*Problem statement*
Count how many lines in the material below contain the string "hand". Reply with the number alone.

──────────

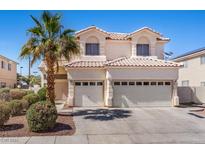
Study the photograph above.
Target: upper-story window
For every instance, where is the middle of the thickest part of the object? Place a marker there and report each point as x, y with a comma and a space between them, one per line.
9, 67
92, 49
185, 64
92, 46
185, 83
2, 64
202, 59
143, 48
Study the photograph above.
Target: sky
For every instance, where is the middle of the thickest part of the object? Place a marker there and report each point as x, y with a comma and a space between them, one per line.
186, 29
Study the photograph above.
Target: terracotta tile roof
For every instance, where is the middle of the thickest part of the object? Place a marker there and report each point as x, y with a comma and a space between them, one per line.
141, 62
117, 36
190, 53
122, 36
124, 62
86, 63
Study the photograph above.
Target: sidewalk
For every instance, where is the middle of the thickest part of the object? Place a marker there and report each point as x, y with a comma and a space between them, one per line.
75, 139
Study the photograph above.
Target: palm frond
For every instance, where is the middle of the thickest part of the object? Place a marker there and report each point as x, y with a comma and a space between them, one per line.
36, 21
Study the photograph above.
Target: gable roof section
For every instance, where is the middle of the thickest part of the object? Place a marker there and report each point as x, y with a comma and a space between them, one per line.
3, 57
123, 62
86, 63
122, 36
141, 62
190, 54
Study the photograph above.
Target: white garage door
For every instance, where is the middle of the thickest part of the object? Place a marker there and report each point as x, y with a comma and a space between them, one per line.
135, 93
89, 93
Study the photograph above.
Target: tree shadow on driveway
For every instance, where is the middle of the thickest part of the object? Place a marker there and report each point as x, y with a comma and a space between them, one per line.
103, 114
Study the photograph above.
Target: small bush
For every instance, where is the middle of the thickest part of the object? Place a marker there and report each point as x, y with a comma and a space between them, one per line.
17, 93
30, 92
42, 94
31, 98
16, 107
4, 113
4, 96
25, 104
4, 90
41, 116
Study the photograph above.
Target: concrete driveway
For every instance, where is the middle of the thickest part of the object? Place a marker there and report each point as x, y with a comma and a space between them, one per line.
139, 125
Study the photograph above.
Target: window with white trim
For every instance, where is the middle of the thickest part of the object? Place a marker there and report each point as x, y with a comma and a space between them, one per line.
185, 83
142, 49
202, 59
185, 64
92, 49
9, 67
203, 84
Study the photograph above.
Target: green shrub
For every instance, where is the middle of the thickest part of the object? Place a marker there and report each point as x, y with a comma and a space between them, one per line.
25, 104
31, 98
4, 113
42, 94
17, 93
41, 116
5, 96
15, 107
4, 90
29, 92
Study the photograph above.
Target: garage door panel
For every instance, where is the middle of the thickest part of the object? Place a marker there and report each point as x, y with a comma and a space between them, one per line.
133, 96
89, 95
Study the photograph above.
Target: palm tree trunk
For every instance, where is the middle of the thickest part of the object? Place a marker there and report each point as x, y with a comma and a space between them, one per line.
50, 79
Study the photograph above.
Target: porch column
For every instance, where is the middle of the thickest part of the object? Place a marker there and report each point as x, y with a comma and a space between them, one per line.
42, 78
109, 91
70, 99
134, 50
175, 98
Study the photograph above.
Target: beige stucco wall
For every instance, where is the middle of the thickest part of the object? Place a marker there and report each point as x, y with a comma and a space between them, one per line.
9, 77
61, 89
143, 73
115, 49
194, 73
191, 94
118, 48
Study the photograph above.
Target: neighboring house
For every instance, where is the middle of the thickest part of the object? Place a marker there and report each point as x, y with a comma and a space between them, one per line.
118, 70
193, 71
8, 72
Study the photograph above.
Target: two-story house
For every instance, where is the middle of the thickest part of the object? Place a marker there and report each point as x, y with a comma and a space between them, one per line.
192, 73
118, 70
8, 75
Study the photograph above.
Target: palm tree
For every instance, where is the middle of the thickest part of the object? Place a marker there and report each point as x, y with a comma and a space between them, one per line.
50, 42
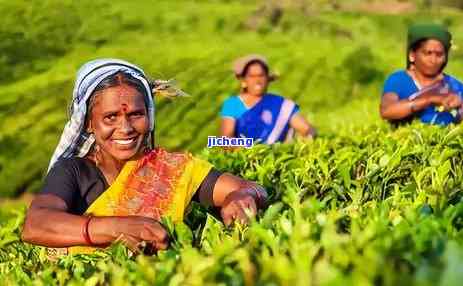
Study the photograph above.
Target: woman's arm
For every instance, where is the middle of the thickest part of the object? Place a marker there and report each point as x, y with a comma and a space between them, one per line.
48, 224
302, 126
237, 198
392, 108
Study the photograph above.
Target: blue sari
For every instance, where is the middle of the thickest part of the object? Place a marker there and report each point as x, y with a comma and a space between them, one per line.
268, 120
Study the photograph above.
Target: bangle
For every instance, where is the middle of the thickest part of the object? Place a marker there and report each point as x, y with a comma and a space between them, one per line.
412, 106
85, 233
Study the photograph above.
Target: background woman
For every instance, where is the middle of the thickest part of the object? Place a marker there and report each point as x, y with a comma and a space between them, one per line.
256, 114
106, 180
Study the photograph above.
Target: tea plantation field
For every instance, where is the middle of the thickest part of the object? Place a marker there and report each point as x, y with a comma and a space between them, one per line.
363, 204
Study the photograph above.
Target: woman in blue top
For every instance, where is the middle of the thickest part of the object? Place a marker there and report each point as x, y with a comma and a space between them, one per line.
254, 113
423, 90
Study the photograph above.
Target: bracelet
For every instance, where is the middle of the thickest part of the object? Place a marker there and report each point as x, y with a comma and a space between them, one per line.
412, 106
85, 233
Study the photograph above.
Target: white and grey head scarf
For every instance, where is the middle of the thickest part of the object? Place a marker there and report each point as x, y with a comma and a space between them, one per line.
75, 141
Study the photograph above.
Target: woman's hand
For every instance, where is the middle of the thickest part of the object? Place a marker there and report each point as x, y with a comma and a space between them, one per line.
238, 206
139, 233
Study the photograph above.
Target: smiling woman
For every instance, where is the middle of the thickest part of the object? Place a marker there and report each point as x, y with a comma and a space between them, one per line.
423, 90
253, 113
107, 182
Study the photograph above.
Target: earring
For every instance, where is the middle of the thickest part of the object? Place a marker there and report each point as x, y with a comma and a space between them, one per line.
97, 155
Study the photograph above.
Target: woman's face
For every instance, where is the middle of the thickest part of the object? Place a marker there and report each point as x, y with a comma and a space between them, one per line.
429, 57
256, 79
119, 121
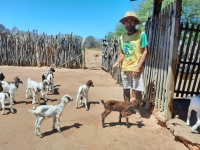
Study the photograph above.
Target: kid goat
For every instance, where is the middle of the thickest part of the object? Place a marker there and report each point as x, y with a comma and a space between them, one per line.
83, 93
123, 108
49, 77
194, 105
11, 87
3, 98
32, 85
46, 111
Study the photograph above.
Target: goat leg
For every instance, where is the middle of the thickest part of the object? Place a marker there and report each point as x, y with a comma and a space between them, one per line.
3, 109
127, 123
188, 117
58, 123
194, 127
102, 119
120, 117
104, 115
54, 121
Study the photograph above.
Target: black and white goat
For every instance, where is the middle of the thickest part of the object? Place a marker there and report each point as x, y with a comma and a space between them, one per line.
83, 93
32, 85
49, 77
3, 98
47, 111
11, 87
194, 105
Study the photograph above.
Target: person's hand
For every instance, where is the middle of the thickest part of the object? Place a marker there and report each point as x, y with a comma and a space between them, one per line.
136, 72
116, 65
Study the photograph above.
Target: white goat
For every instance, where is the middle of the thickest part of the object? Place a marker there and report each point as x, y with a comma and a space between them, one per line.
47, 111
2, 77
5, 97
49, 77
194, 105
83, 93
11, 87
32, 84
37, 94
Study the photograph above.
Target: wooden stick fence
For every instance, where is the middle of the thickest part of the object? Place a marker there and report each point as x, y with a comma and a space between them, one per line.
163, 74
29, 49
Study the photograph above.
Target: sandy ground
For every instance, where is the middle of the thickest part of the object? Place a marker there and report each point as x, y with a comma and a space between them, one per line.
81, 129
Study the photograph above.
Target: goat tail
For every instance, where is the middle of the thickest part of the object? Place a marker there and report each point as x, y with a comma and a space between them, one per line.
102, 101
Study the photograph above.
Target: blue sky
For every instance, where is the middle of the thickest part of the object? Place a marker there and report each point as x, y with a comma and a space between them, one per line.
84, 18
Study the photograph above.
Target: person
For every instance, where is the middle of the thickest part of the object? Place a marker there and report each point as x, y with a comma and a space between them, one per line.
133, 52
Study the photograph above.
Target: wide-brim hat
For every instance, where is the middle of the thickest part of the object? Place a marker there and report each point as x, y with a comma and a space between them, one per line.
130, 15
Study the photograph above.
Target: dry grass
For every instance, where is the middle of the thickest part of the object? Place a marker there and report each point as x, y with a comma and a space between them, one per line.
93, 58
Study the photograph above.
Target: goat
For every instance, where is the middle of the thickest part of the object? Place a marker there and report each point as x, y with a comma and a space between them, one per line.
2, 77
124, 108
83, 93
194, 105
11, 87
31, 84
46, 111
3, 98
49, 76
37, 94
1, 88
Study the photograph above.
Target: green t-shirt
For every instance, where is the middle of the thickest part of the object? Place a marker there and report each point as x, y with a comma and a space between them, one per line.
132, 48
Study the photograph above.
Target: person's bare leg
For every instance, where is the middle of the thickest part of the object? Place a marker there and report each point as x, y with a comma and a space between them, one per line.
127, 95
138, 96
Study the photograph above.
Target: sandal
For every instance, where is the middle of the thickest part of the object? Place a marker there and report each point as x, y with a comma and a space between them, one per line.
139, 119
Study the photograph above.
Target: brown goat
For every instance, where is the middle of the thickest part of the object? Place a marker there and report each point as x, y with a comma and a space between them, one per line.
122, 107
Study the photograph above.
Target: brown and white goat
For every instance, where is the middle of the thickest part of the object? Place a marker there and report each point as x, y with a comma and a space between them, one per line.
11, 87
83, 93
124, 108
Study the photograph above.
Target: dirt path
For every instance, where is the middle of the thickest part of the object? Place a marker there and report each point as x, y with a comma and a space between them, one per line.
81, 129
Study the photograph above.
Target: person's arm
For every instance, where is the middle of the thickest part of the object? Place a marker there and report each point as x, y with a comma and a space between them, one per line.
119, 60
142, 59
137, 69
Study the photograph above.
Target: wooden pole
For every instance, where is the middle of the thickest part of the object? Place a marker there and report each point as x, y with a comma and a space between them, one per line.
174, 41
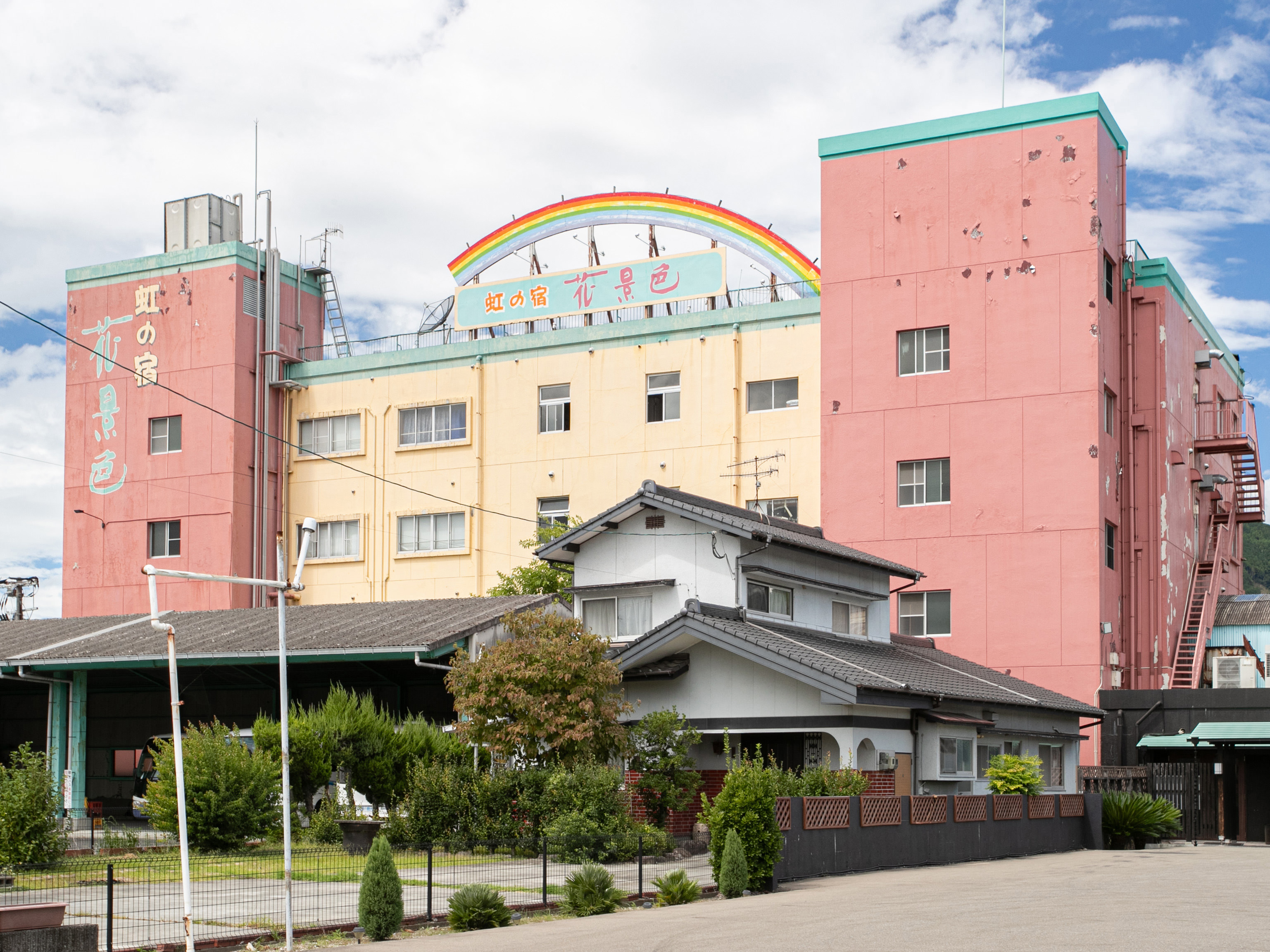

──────────

*Result for this exercise*
2